▶ [指示]
(1) ワクチン接種リポートで、病院の受付で渡される問診票の項目を5つすべて書き出せ。
(2) ワクチン接種リポートの最後の文の後を引き継いで、続きを書け。

▶ [本文の抜粋]
+---+

マレーシアでのワクチン接種リポート

マレーシアで新型コロナウイルス「Covid-19」ワクチンの第一回接種を受けたので、その状況についてリポートする。

 マレーシアでワクチンを個人的に購入して接種することは出来ないことになっており、国家ワクチン接種プログラムに基づき、情報・追跡アプリ「MySejahtera」で接種登録を行い、順番を待つ必要がある。

 6月21日から18歳以上のすべての成人を対象とした第3フェーズが開始されており、大多数の在留法人が接種対象となると思われる。

指定された接種場所は、セランゴール州ペタリンジャヤの民間病院、KPJスペシャリスト・ホスピタル。政府が仮設している接種センターとは規模は違うが、どちらも保健省の手順に則って行なわれているので細部は異なっても概ね同じと考えていいだろう。

 情報・追跡アプリ「MySejahtera」で接種登録したのは2月24日と比較的早い時期だったが、一回目の接種の案内が来たのは6月22日、接種指定日はその2日後の6月24日の午後という慌ただしいものだった。この段階で都合が悪ければキャンセルすることが可能。同意した後に都合が悪くなった場合もアプリを通じてキャンセルできる。

 前日夜になってSMSで「午前に来い」という通知が来た。予定を調整して行ってみると、どうやらドタキャンが多いらしく、繰り上げで案内を出しているという状況だということが分かった。この辺りはフレキシブルでいかにもマレーシアらしい。

 病院の玄関にある専用受付に行くとまず、問診票と同意書を渡されて記入・署名を求められる。問診票の内容は、▽発熱、頭痛、喉の痛み、咳、味覚&嗅覚障害、呼吸困難など14の症状があるかどうか▽妊娠もしくはその予定があるか(女性の場合)▽6カ月以内に新型コロナに感染したことがあるか▽2週間以内に感染の疑いで隔離されたことはあるか▽2週間以内に何らかの予防注射を受けたか——の5項目。(写真下)

これらを書き終えると、ワクチン接種の受付所に案内される。ここでは身分証明書(外国人はパスポート)と「MySejahtera」の記録を提示し、身分照合が行なわれる。

+---+

▶ [データ]

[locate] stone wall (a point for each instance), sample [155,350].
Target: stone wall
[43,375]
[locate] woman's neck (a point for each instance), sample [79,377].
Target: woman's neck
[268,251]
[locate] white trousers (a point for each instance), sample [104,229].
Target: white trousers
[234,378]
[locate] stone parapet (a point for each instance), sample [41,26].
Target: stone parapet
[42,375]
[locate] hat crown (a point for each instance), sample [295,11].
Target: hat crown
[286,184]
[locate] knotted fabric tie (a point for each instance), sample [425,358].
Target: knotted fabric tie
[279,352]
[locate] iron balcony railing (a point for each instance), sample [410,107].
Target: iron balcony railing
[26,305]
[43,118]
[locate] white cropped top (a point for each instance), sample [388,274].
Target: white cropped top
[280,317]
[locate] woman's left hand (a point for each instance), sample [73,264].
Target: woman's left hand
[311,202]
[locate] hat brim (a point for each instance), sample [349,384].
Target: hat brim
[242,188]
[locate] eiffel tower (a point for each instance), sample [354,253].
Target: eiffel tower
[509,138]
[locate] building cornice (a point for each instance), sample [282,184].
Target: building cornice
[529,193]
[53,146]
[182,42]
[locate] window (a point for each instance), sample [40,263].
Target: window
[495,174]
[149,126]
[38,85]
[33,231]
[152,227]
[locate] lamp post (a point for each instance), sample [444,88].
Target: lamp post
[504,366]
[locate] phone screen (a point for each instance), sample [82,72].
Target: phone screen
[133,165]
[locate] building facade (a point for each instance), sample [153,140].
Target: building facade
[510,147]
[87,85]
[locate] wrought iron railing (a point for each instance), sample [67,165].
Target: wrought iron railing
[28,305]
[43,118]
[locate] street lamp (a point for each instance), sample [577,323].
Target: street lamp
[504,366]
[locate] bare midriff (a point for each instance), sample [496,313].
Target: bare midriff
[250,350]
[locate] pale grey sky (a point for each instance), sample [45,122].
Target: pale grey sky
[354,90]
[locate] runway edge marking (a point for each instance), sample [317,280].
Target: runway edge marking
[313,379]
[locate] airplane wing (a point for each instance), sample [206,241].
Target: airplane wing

+---+

▶ [解答]
(1)
・発熱、頭痛、喉の痛み、咳、味覚&嗅覚障害、呼吸困難など14の症状があるかどうか
・妊娠もしくはその予定があるか(女性の場合)
・6カ月以内に新型コロナに感染したことがあるか
・2週間以内に感染の疑いで隔離されたことはあるか
・2週間以内に何らかの予防注射を受けたか

(2)
 KPJ病院の場合は会場自体がそれほど広くないので、それぞれの手続きごとに待合所が設けられていて、呼ばれるまでそこで待つことになっていた。こうして密になることを防いでいるわけだ。

接種受付が終わると、次いで医療スタッフによる口頭でのさらなる問診とワクチン及びリスクに関する説明が行なわれる。

 問診は問診票の記入事項をみながら、追加で病歴や持病、アレルギーなどについて聞かれる。

 発熱などの症状があったり、アレルギーがあるからといって接種できないわけではないようだ。また今回はシノバック製ワクチンだったが、そのワクチン接種によりどういった副反応が起きる可能性があるか丁寧に説明されるのは有り難い。

問診と説明が終わると、接種場所に案内される。接種場所はパーティションで区切られており、一人ずつ呼ばれて接種を受ける。(写真下)

 接種担当の医療スタッフが、接種前に注射器にちゃんと規定の分量のワクチンが入っていることを見せて確認させるのは感心。

接種後はまた別の観察室に案内され、そこで15分経過をみる(写真下)。

 この間に呼吸困難や痛み、痒みなどのアレルギー反応が出た場合はスタッフに言って処置をお願いすることになる。何の異常もない場合、最終説明デスクに案内される。そこでは今後起こりうる副反応リスクやその対処の仕方について説明を受け、2回目の接種日時を決める。

接種に関する手続きをすべて完了すると「MySejahtera」のステータスに下の接種を証明するステータスが表示されるようになる。

2度目の接種日は翌日、「MySejahtera」を通じて正式に案内が来た。

 最近では不安からワクチン接種のためにわざわざ帰国する人もいるようだが、帰国すれば往復で1カ月もの長期隔離が待ち受けており、ハードルは高い。

今回受けてみて分かったが、マレーシアではかなりしっかりした体制がとられているようである。ワクチンは選べないが、特にこだわりがなければマレーシアで接種しても問題ないと思われる。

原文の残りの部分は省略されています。